• _Source document_
↓↓↓
Because of generous love

“Consider, O human being, in what great excellence the Lord placed on you, for He created and formed you to the image of his beloved Son according to the body and to His likeness according to the spirit.” (Armstrong, 2000, p. 131).

This saying, chosen from the “Admonitions” of Francis, reveals some of the reasons for his reverent treatment of every person he met. The “iconic” character of the person, as image of the “beloved Son,” created as God’s likeness, is rooted in the Franciscan tradition from its very beginnings. Our humanity does not separate us from God, but connects us to God who chose to become human in Jesus because of generous love.

~ William J. Short OFM, “What is the Franciscan Imagination?,” Franciscan Connections: The Cord, March 2015

The more our outlook on the world changes

Contemplation in the Franciscan tradition can be a lot like the experience of conversion that takes place when we enter into a new relationship. When we enter into a new relationship, make a new friend, date a new partner, give birth to a new child, or form some other significant bond with another person, rarely are our lives changed in discrete, particular, and compartmentalized ways. Instead, something about us shifts. Something about the way we see the world is now informed by that relationship, and we can no longer go back to seeing things exactly the same way again. Maybe we are drawn to a new hobby or interest. Perhaps we look at art with a new eye or hear music with a new ear. Such is also the case with God. The more deeply we enter into relationship with the Creator, the more our outlook on the world changes.
↑↑↑
• _Stated problem A_
Do these statements agree with the Franciscan passages? Answer yes or no for each, and quote the words of the passages that decide it.
(i) The saying about the excellence in which the Lord placed the human being is taken from the "Admonitions" of Francis.
(ii) According to the passages, our humanity separates us from God.
(iii) Forming a significant new bond with another person usually changes our lives in compartmentalized ways.
• _Stated problem B_
In which publication and issue did the article by William J. Short quoted in the Franciscan passages appear?

• _Entries_
↓↓↓
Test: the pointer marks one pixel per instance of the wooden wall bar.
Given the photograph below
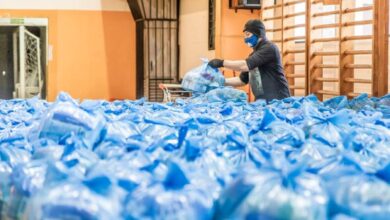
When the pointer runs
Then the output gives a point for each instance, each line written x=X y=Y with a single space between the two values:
x=348 y=62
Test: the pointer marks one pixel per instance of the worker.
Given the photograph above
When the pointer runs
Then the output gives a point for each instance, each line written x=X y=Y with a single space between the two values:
x=262 y=69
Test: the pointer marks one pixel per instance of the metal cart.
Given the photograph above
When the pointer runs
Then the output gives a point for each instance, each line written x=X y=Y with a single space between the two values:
x=173 y=92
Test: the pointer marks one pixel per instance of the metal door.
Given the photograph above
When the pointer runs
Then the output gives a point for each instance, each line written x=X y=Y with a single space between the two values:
x=157 y=45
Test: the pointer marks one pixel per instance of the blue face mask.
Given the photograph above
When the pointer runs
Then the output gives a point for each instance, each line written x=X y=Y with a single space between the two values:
x=252 y=41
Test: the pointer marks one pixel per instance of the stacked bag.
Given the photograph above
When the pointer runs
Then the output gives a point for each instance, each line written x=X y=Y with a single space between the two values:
x=296 y=158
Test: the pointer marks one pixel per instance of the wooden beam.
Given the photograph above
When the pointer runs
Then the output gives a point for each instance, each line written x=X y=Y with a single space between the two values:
x=346 y=50
x=380 y=48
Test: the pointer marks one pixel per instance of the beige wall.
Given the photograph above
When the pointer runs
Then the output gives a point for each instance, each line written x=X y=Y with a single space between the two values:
x=193 y=36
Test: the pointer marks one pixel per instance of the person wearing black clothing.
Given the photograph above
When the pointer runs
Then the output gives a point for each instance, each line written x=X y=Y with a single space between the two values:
x=263 y=68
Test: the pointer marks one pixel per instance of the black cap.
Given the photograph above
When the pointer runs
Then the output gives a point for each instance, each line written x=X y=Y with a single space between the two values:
x=255 y=27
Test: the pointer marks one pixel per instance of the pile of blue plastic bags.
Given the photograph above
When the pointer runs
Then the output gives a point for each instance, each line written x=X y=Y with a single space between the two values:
x=201 y=158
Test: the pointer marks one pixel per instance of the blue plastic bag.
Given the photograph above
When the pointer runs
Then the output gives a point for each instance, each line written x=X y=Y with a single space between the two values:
x=203 y=79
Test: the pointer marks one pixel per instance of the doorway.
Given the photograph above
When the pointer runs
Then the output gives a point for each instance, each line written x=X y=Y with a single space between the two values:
x=23 y=58
x=157 y=45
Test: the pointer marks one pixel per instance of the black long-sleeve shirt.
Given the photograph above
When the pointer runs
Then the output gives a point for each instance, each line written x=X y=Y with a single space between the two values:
x=266 y=76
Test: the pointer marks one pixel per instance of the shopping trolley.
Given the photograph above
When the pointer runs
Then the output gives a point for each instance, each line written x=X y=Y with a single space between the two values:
x=173 y=92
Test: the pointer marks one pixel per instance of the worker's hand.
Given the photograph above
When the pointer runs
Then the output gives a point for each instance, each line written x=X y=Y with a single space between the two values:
x=216 y=63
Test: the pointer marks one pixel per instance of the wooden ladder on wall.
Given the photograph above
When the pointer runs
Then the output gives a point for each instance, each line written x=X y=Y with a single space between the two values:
x=331 y=65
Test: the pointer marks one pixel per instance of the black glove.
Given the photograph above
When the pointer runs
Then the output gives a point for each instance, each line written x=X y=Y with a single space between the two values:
x=216 y=63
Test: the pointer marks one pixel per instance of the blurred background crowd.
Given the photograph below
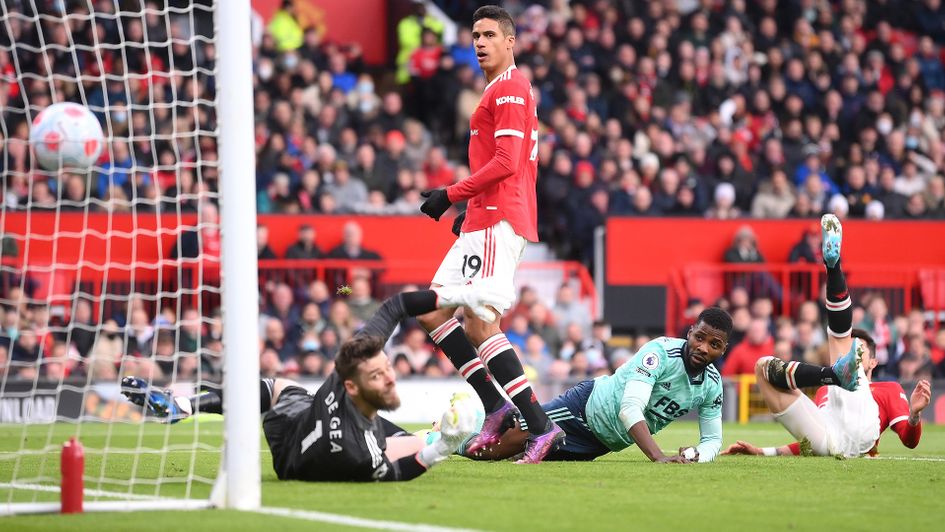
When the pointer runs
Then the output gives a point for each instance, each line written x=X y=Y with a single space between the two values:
x=698 y=108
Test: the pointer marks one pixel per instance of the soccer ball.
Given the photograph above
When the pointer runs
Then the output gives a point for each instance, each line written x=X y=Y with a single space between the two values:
x=66 y=136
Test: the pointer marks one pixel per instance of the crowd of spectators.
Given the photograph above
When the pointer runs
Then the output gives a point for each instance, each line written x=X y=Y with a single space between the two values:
x=704 y=108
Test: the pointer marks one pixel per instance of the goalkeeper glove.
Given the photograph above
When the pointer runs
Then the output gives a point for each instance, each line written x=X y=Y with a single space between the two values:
x=458 y=423
x=437 y=203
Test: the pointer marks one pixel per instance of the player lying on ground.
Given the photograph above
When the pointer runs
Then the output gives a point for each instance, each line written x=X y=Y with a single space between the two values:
x=667 y=378
x=849 y=413
x=335 y=434
x=501 y=214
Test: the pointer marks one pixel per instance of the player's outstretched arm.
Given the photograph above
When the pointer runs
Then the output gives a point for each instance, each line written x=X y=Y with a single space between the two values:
x=910 y=430
x=710 y=439
x=635 y=397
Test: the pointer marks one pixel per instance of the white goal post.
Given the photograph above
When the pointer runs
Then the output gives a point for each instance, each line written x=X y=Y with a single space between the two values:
x=145 y=264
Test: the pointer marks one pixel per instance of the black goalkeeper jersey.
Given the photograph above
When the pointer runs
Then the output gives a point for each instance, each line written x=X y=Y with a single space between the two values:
x=327 y=438
x=324 y=437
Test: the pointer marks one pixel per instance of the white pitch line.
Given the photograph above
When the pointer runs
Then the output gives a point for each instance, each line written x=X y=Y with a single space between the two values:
x=88 y=492
x=360 y=522
x=907 y=458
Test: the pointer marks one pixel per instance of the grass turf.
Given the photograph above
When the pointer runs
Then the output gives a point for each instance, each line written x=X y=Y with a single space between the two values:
x=615 y=492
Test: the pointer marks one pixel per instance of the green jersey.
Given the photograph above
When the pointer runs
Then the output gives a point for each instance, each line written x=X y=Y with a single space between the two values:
x=656 y=382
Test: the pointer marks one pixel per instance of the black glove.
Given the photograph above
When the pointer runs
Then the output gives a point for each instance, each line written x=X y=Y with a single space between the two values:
x=436 y=204
x=458 y=223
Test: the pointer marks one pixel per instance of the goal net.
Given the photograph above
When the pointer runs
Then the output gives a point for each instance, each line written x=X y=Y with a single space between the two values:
x=117 y=271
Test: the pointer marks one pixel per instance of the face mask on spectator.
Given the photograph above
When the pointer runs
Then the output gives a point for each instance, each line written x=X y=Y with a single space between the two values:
↑↑↑
• _Task output A_
(i) Yes: "This saying, chosen from the “Admonitions” of Francis"
(ii) No: "Our humanity does not separate us from God, but connects us to God"
(iii) No: "rarely are our lives changed in discrete, particular, and compartmentalized ways"

• _Task output B_
Franciscan Connections: The Cord, March 2015